━━━ Provided entries ━━━
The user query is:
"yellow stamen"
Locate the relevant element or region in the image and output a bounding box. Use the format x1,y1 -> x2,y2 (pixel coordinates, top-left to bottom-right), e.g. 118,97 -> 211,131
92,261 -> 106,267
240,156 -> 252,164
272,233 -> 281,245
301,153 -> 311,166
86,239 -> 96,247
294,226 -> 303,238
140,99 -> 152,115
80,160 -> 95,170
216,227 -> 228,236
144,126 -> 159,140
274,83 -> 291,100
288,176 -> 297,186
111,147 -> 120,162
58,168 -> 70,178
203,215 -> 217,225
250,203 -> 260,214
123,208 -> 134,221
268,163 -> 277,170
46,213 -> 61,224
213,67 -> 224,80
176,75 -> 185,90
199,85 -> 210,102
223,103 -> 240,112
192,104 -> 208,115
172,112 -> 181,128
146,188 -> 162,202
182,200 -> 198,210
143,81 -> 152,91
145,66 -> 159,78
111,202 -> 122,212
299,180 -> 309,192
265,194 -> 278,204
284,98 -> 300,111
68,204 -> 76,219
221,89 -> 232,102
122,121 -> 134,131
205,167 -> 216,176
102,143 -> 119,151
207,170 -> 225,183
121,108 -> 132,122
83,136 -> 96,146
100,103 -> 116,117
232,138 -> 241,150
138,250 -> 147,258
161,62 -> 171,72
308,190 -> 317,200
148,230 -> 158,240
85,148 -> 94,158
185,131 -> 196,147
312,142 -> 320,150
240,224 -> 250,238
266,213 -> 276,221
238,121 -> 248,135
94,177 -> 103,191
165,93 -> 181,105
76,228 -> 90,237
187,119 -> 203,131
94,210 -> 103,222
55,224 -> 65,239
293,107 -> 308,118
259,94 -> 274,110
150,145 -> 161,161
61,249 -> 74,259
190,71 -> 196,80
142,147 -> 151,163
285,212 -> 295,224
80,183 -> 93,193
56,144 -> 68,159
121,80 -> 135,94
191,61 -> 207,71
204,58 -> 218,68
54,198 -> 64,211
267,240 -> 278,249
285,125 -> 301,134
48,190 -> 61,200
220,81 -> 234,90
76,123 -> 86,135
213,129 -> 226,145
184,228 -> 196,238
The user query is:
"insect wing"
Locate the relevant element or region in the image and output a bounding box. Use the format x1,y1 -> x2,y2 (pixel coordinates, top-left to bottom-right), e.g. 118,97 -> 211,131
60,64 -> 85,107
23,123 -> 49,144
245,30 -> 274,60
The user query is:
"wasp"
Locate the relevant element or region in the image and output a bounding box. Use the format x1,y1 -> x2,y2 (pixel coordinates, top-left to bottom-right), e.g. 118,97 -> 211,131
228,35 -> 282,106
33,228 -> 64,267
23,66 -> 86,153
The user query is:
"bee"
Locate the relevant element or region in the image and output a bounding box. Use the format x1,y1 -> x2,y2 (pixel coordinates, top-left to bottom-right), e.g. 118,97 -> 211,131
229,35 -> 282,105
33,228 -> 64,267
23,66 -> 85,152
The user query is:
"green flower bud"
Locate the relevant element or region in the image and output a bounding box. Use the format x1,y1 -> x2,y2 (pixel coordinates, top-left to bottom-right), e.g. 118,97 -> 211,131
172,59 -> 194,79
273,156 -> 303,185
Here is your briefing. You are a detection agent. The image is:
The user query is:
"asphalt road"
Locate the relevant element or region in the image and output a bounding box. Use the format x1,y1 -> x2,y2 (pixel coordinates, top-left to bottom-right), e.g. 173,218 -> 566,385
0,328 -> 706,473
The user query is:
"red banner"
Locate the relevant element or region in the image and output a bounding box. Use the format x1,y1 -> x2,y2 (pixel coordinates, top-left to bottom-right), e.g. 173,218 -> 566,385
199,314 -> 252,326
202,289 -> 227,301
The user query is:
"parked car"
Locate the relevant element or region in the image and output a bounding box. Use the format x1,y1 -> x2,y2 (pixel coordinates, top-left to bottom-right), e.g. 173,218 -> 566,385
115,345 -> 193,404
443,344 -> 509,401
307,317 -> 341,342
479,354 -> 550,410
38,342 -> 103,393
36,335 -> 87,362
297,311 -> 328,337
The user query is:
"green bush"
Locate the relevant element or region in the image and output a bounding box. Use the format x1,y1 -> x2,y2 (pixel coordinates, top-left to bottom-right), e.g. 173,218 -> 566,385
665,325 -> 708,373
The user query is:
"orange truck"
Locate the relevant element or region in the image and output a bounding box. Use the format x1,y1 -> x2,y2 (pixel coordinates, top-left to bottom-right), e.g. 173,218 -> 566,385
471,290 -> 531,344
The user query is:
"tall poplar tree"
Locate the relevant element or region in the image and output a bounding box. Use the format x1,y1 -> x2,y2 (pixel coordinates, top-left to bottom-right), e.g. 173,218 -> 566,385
━━━
- **What to do**
A word-for-word copy of all the entries is required.

- **Expected answer**
The user query is:
"yellow stamen"
Locate the relevant element or region in the image and output a bounding box. Use the format x1,y1 -> x2,y2 (pixel coordinates, top-left to bottom-right), e.g. 118,97 -> 211,131
92,261 -> 106,267
240,156 -> 252,164
272,233 -> 281,245
301,153 -> 311,166
86,239 -> 96,247
294,226 -> 303,238
140,99 -> 152,115
80,160 -> 95,170
216,227 -> 228,236
144,126 -> 159,140
274,83 -> 291,100
288,176 -> 297,186
111,147 -> 120,162
58,168 -> 70,178
203,215 -> 217,225
250,203 -> 260,214
123,208 -> 134,221
268,163 -> 277,170
46,213 -> 61,224
213,67 -> 224,80
176,75 -> 185,90
199,85 -> 210,102
223,103 -> 240,112
192,104 -> 208,115
172,112 -> 181,128
146,188 -> 162,202
182,200 -> 198,210
143,81 -> 152,91
145,66 -> 159,78
111,202 -> 122,212
299,180 -> 309,192
265,194 -> 278,204
284,98 -> 300,111
68,204 -> 76,219
221,89 -> 232,102
122,121 -> 134,131
205,167 -> 216,176
102,143 -> 119,151
207,170 -> 225,183
121,108 -> 132,122
83,136 -> 96,146
100,103 -> 116,117
232,138 -> 241,150
138,250 -> 147,258
161,62 -> 171,72
308,190 -> 317,200
148,230 -> 158,240
85,148 -> 94,158
185,131 -> 196,147
312,142 -> 320,150
240,224 -> 250,238
266,213 -> 276,221
238,121 -> 248,135
94,177 -> 103,191
165,93 -> 181,105
76,228 -> 90,237
187,119 -> 203,131
94,210 -> 103,222
55,224 -> 65,239
293,107 -> 308,118
259,94 -> 274,110
150,145 -> 161,161
61,249 -> 74,259
190,71 -> 196,80
142,147 -> 151,163
285,212 -> 295,224
80,183 -> 93,193
56,144 -> 68,159
121,80 -> 135,94
191,61 -> 207,71
204,58 -> 218,68
54,198 -> 64,211
267,240 -> 278,249
285,125 -> 301,134
48,190 -> 61,200
220,81 -> 234,90
76,123 -> 86,135
213,129 -> 226,145
184,228 -> 196,238
The user query is:
"insect wing"
Locate the relevant element or region in the image and output a bounding box. Use the format x1,y1 -> x2,y2 (pixel coordinates, top-left to bottom-right), e.g. 118,97 -> 211,131
60,64 -> 85,107
23,123 -> 49,144
245,30 -> 274,60
The user query is:
"wasp"
Locate the relevant element or region in the image and output a bounding box. Use the format x1,y1 -> x2,y2 (pixel coordinates, top-left to bottom-right), e.g. 118,97 -> 211,131
228,35 -> 282,106
33,228 -> 64,267
23,66 -> 86,153
The user query is:
"bee"
Locate the relevant element or region in the image and output a bounding box. Use the format x1,y1 -> x2,y2 (pixel coordinates, top-left to bottom-right), e.g. 118,97 -> 211,131
229,35 -> 282,105
33,228 -> 64,267
23,66 -> 85,152
The user query is:
"green flower bud"
Locate the relevant element or region in the image and output a bounding box. Use the format x1,y1 -> x2,y2 (pixel coordinates, top-left to bottom-right), e.g. 118,97 -> 211,131
172,59 -> 194,79
273,156 -> 303,185
Here is your briefing. You are a detection agent. The image is:
The user query is:
"asphalt road"
Locate the relevant element or region in the image and output a bounding box. Use the format x1,y1 -> x2,y2 (pixel coordinates, top-left to bottom-right), e.g. 173,218 -> 566,385
0,328 -> 706,473
The user query is:
"red banner"
Locate the relevant element or region in the image and output a bounding box. Use the format x1,y1 -> x2,y2 (pixel coordinates, top-left to bottom-right), e.g. 173,218 -> 566,385
199,314 -> 252,326
202,289 -> 227,301
The user query is:
"parked car"
Locate the relevant element or region in the image and output a bounding box. Use the format x1,y1 -> x2,y2 (pixel coordinates, top-left to bottom-right), e.g. 173,218 -> 566,385
115,345 -> 193,404
443,344 -> 509,401
307,317 -> 341,342
479,354 -> 550,410
38,342 -> 103,393
36,335 -> 87,362
297,311 -> 328,337
The user query is:
"green bush"
Locate the relevant element or region in the image and output a bounding box. Use the format x1,y1 -> x2,y2 (pixel coordinates, top-left to bottom-right), e.g. 173,218 -> 566,385
665,325 -> 708,373
The user query is:
"orange truck"
Locate the relevant element or region in the image and output a bounding box. Use the format x1,y1 -> x2,y2 (pixel coordinates, top-left to bottom-right), e.g. 173,218 -> 566,385
471,290 -> 531,344
The user query is:
"tall poplar tree"
Locate the relevant element or region in the image and output a bounding box. Use the format x1,y1 -> x2,y2 (pixel coordinates, top-left to bottom-right), e.g. 173,218 -> 566,385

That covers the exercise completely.